━━━━━ SOURCE MATERIAL
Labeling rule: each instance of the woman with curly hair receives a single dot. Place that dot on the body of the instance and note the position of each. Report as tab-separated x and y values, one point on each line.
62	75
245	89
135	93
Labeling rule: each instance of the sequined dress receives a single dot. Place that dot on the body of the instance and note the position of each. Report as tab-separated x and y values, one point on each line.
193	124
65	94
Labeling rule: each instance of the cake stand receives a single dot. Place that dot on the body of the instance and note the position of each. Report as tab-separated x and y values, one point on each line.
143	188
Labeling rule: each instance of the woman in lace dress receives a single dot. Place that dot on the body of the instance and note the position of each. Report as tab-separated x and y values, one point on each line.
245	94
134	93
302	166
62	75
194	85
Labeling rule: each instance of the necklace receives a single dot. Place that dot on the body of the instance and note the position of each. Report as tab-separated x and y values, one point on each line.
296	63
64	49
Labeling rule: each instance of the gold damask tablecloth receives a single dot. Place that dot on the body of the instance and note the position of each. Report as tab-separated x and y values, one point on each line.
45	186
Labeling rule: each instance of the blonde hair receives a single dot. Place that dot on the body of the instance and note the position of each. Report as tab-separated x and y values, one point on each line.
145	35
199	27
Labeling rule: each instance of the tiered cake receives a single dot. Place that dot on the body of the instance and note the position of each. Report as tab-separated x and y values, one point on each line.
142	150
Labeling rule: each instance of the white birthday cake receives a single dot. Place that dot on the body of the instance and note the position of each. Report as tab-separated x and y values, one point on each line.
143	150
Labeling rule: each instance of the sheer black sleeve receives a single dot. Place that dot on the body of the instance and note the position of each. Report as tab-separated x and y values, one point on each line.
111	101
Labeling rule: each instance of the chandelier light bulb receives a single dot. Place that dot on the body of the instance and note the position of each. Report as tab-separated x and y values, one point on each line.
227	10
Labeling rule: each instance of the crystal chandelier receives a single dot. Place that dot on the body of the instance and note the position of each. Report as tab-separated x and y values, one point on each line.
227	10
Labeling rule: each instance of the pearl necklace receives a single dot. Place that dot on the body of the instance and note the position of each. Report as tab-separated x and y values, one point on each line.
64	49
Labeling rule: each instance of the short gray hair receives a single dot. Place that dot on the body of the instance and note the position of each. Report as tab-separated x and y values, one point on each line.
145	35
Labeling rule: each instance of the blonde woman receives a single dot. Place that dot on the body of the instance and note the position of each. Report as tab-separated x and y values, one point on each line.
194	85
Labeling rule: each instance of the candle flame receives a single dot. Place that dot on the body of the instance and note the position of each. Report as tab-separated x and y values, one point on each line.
━━━━━━━━━━
| THE TASK |
Set out the complete listing exactly as shown.

| ANSWER BELOW |
Labeling rule: each instance of the woman with curly hair receives a single dot. Place that dot on the body of the instance and note the position of each. Report as tab-separated x and y values, one point on each line.
62	75
245	89
135	93
Labeling rule: each instance of the sequined dress receives a single dot. Place that dot on the body of the instance and note the position of each. Report as tab-separated x and y values, one point on each line.
193	124
65	94
Labeling rule: each instance of the cake stand receives a single dot. Place that dot on the body of the instance and note the position of each. Report as tab-separated x and y values, one point on each line.
143	188
Labeling rule: each instance of the woman in lace dress receives a single dot. Place that dot on the body of the instance and note the position of each. Report as tab-separated x and y values, one point on each line.
245	94
134	93
302	166
62	75
194	85
Labeling rule: each instance of the necklace receives a single dot. Place that dot on the body of the instance and note the position of each. Report as tab-separated x and y values, one point on each line.
296	63
64	49
Labeling rule: each instance of the gold damask tablecloth receives a single dot. Place that dot on the body of the instance and note the position of each. Report as tab-separated x and y values, one point on each line.
45	186
Labeling rule: each instance of the blonde hair receives a single dot. Place that dot on the body of the instance and note the position of each. Report as tab-separated x and y values, one point on each line.
145	35
199	27
Labeling rule: each instance of the tiered cake receives a single dot. Place that dot on the body of the instance and note the position of each. Report as tab-separated x and y values, one point on each line.
142	150
Labeling rule: each instance of the white birthday cake receives a single dot. Place that dot on the body of the instance and note the position of each. Report as tab-separated x and y values, one point on each line.
143	150
Labeling rule: each instance of the sheer black sleeve receives a single dot. Place that dot on the body of the instance and note the position of each. Report as tab-separated x and y values, one point on each line.
111	101
Labeling rule: each instance of the chandelier light bulb receives a single dot. Place that dot on the body of the instance and note the position of each. Report as tab-separated x and y values, one point on each line.
227	10
Labeling rule: each instance of the crystal chandelier receives a single dot. Place that dot on the body of the instance and note the position of each. Report as tab-separated x and y values, one point on each line.
227	10
Labeling rule: each instance of the pearl necklace receives a single dot. Place that dot on the body of the instance and note the position of each. Report as tab-separated x and y values, one point on each line.
64	49
Labeling rule: each instance of the short gray hair receives a single dot. Place that dot on the body of the instance and note the position of each. Report as tab-separated x and y values, one point on each line.
145	35
Labeling rule: each instance of the blonde woman receives a single dot. Place that dot on the body of the instance and note the position of each. Report as tab-separated x and y values, one point on each line.
194	85
Labeling rule: each instance of the candle flame receives a single dot. Place that dot on the body of the instance and note the position of each. Report as tab-separated x and y values, one point on each line.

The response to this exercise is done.